====== Input material ======

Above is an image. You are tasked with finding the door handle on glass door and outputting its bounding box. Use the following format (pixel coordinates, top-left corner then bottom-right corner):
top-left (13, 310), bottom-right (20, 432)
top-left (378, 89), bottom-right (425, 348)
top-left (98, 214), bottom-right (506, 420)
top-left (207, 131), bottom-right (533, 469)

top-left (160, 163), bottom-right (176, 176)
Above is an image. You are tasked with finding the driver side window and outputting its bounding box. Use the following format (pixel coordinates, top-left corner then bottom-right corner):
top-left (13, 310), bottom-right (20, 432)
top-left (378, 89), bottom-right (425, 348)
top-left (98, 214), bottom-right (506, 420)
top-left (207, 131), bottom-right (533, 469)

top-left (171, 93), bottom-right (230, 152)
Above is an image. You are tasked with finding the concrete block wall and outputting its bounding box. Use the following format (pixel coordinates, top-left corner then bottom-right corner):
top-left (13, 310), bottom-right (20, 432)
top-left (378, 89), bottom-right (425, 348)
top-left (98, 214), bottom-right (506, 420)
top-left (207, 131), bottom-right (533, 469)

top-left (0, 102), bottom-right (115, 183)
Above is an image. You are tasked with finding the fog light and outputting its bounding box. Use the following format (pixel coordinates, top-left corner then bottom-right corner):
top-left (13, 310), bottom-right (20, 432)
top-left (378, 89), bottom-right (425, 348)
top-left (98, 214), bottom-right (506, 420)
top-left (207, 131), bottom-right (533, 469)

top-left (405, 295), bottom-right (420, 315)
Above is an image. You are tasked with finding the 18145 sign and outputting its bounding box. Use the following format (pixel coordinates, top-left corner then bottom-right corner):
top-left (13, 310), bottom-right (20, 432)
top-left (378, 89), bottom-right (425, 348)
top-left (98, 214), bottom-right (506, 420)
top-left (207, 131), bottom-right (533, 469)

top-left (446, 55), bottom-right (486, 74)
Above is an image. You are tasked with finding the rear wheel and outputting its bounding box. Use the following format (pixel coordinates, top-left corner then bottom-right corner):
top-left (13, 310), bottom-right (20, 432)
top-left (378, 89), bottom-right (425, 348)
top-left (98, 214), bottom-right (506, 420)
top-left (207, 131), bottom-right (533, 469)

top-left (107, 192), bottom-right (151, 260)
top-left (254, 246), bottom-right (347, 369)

======

Your instructions:
Copy out the entries above word for word, starting with the line that contains "Above is an image. You are tasked with finding the fog" and continuing through the end of the entries.

Answer in full:
Above is an image. You are tasked with finding the fog light and outputting its bounding box. Use the following format (pixel coordinates, top-left corner then bottom-right corner):
top-left (13, 310), bottom-right (20, 432)
top-left (378, 89), bottom-right (425, 348)
top-left (98, 214), bottom-right (506, 420)
top-left (207, 131), bottom-right (533, 469)

top-left (405, 295), bottom-right (420, 315)
Above is an image. You are tasked with finding the 18145 sign and outputting its bounding box. Use the following format (pixel coordinates, top-left corner then bottom-right corner):
top-left (13, 310), bottom-right (20, 432)
top-left (378, 89), bottom-right (425, 348)
top-left (98, 214), bottom-right (506, 420)
top-left (207, 131), bottom-right (533, 469)

top-left (446, 55), bottom-right (486, 74)
Above is an image. You are tasked with finding the rear wheel and outputting its bounding box. Use the following format (pixel coordinates, top-left corner then bottom-right corner):
top-left (13, 310), bottom-right (20, 432)
top-left (378, 89), bottom-right (425, 348)
top-left (98, 214), bottom-right (506, 420)
top-left (207, 131), bottom-right (533, 469)

top-left (107, 192), bottom-right (151, 260)
top-left (254, 246), bottom-right (347, 369)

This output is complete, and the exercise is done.